**What is expected**.
Reproduce the line that holds "like [58, 176]." together with all the lines after it up to the end of the entries.

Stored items
※ ※ ※

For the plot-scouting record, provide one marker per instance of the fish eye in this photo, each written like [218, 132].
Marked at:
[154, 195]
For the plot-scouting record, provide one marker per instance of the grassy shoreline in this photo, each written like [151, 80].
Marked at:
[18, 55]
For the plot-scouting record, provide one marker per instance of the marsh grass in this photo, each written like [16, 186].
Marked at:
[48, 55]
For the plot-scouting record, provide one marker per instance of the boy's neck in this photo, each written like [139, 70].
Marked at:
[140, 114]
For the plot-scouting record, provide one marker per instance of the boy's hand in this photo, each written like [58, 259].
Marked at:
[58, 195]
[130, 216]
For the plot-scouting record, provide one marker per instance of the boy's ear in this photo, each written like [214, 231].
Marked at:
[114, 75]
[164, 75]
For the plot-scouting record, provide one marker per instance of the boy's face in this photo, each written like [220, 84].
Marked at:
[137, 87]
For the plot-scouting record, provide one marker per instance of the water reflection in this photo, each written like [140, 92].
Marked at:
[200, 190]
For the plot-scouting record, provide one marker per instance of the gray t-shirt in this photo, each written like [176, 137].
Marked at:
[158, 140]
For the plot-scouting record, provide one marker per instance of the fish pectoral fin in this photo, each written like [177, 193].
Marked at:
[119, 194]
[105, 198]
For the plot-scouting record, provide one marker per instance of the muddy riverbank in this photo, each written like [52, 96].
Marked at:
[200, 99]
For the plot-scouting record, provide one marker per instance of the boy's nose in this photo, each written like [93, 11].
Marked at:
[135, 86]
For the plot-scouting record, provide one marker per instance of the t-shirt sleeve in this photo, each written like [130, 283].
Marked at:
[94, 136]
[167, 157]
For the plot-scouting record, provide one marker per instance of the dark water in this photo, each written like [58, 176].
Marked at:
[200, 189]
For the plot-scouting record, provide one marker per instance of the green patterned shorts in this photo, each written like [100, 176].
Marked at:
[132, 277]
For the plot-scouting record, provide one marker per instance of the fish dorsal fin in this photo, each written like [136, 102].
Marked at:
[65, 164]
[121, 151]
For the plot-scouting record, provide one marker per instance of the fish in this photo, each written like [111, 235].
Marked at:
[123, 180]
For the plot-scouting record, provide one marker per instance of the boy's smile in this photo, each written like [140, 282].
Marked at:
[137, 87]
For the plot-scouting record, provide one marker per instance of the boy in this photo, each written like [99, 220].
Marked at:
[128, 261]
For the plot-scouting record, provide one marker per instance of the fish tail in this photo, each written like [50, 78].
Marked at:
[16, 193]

※ ※ ※

**Output below**.
For the plot-scouting record, provide one marker per instance of the dark water in this photo, each written like [58, 176].
Marked at:
[200, 189]
For the plot-scouting record, provide one marker per instance of the green patterned shorts in this photo, each written like [100, 176].
Marked at:
[132, 277]
For the plot-scouting record, provide one marker per instance of the fish dorsal fin in this photo, each written like [136, 102].
Marked at:
[65, 164]
[121, 151]
For the plot-scouting record, provide one marker per instance of the fish in this photo, each written like [111, 235].
Marked at:
[123, 180]
For the plot-scouting record, provide one marker per instance of the boy's smile in this photo, each written like [140, 282].
Marked at:
[137, 87]
For the plot-scouting record, provide one marker per instance of the boy in this photo, each written like [99, 220].
Marked at:
[128, 261]
For the plot-scouting record, provide one marker per instance of the fish tail in this photo, each written like [50, 78].
Marked at:
[16, 193]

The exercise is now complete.